• Request
Format the listing as a two-column CSV with the columns "prompt" and "response", giving one row per entry. Place each entry's text and its answer in a single quoted field apiece, with line breaks replaced by spaces.

• Stored records
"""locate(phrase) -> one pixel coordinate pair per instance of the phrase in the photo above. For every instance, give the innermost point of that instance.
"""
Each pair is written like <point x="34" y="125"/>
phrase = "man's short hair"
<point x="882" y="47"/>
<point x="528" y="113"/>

• Result of the exercise
prompt,response
"""""""locate(phrase) -> one pixel coordinate pair per instance of the phrase in the photo above. For every instance, give the innermost point of that instance. """""" Each pair is written like <point x=""34"" y=""125""/> phrase = ""man's short hair""","<point x=""882"" y=""47""/> <point x=""528"" y=""113""/>"